## Document extract

├── .github
    └── ISSUE_TEMPLATE.md
├── .gitignore
├── .travis.yml
├── LICENSE.txt
├── README.md
├── liwc
    ├── __init__.py
    ├── dic.py
    └── trie.py
├── setup.cfg
├── setup.py
└── test
    ├── alpha.dic
    └── test_alpha_dic.py


/.github/ISSUE_TEMPLATE.md:
--------------------------------------------------------------------------------
1 | Please do not open an issue with the intent of subverting encryption implemented by the LIWC developers.
2 | 
3 | If the version of LIWC that you purchased (or otherwise legitimately obtained as a researcher at an academic institution) does not provide a machine-readable `*.dic` file, please contact the distributor directly.
4 | 


--------------------------------------------------------------------------------
/.gitignore:
--------------------------------------------------------------------------------
1 | build/
2 | dist/
3 | 


--------------------------------------------------------------------------------
/.travis.yml:
--------------------------------------------------------------------------------
1 | language: python
2 | python:
3 |   - "2.7"
4 |   - "3.6"
5 | script:
6 |   - python setup.py test
7 | 


--------------------------------------------------------------------------------
/LICENSE.txt:
--------------------------------------------------------------------------------
 1 | Copyright © 2012-2020 Christopher Brown <io@henrian.com>
 2 | 
 3 | MIT License
 4 | 
 5 | Permission is hereby granted, free of charge, to any person obtaining a copy of this software and associated documentation files (the "Software"), to deal in the Software without restriction, including without limitation the rights to use, copy, modify, merge, publish, distribute, sublicense, and/or sell copies of the Software, and to permit persons to whom the Software is furnished to do so, subject to the following conditions:
 6 | 
 7 | The above copyright notice and this permission notice shall be included in all copies or substantial portions of the Software.
 8 | 
 9 | THE SOFTWARE IS PROVIDED "AS IS", WITHOUT WARRANTY OF ANY KIND, EXPRESS OR IMPLIED, INCLUDING BUT NOT LIMITED TO THE WARRANTIES OF MERCHANTABILITY, FITNESS FOR A PARTICULAR PURPOSE AND NONINFRINGEMENT. IN NO EVENT SHALL THE AUTHORS OR COPYRIGHT HOLDERS BE LIABLE FOR ANY CLAIM, DAMAGES OR OTHER LIABILITY, WHETHER IN AN ACTION OF CONTRACT, TORT OR OTHERWISE, ARISING FROM, OUT OF OR IN CONNECTION WITH THE SOFTWARE OR THE USE OR OTHER DEALINGS IN THE SOFTWARE.
10 | 


--------------------------------------------------------------------------------
/README.md:
--------------------------------------------------------------------------------
 1 | # `liwc`
 2 | 
 3 | [![PyPI version](https://badge.fury.io/py/liwc.svg)](https://pypi.org/project/liwc/)
 4 | [![Travis CI Build Status](https://travis-ci.org/chbrown/liwc-python.svg?branch=master)](https://travis-ci.org/chbrown/liwc-python)
 5 | 
 6 | This repository is a Python package implementing two basic functions:
 7 | 1. Loading (parsing) a Linguistic Inquiry and Word Count (LIWC) dictionary from the `.dic` file format.

## Extracted entries
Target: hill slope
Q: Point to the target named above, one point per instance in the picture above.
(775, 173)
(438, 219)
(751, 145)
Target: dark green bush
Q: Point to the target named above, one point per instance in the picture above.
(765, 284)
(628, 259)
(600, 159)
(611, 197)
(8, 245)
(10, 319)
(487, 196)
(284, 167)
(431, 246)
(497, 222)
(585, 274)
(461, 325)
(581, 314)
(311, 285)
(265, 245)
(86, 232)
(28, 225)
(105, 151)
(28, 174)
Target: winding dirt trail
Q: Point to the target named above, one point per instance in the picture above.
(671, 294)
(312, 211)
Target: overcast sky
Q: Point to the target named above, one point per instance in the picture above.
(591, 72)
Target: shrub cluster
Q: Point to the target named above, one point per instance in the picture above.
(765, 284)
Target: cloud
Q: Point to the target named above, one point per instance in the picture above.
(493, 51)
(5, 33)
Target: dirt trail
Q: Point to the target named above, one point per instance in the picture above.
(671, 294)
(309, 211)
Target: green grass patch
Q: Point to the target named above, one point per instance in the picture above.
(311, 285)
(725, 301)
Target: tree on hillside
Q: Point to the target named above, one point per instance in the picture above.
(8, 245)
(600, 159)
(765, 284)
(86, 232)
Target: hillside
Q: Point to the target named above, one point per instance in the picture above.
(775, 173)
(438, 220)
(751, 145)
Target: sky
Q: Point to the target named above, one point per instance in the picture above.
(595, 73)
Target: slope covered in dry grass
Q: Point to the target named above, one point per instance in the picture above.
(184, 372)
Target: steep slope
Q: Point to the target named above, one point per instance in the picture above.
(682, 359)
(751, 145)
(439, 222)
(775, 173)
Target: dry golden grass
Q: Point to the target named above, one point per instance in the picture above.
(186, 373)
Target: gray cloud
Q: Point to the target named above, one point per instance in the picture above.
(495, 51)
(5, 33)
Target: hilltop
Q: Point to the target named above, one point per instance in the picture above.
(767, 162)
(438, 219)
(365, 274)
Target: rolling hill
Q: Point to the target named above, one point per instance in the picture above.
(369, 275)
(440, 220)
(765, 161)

* * *

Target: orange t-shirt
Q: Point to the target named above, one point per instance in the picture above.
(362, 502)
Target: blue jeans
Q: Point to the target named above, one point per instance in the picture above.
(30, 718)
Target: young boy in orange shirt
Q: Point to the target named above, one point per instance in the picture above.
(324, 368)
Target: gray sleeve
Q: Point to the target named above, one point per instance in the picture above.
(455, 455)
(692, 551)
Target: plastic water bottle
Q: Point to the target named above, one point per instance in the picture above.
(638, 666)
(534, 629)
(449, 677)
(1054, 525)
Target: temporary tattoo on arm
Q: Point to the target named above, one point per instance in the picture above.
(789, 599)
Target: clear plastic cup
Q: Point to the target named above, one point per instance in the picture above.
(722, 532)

## What to work on
In the liwc repository dump, which Python versions does the Travis configuration list? Nothing in the listing is needed here.

## Solution to this problem
2.7 and 3.6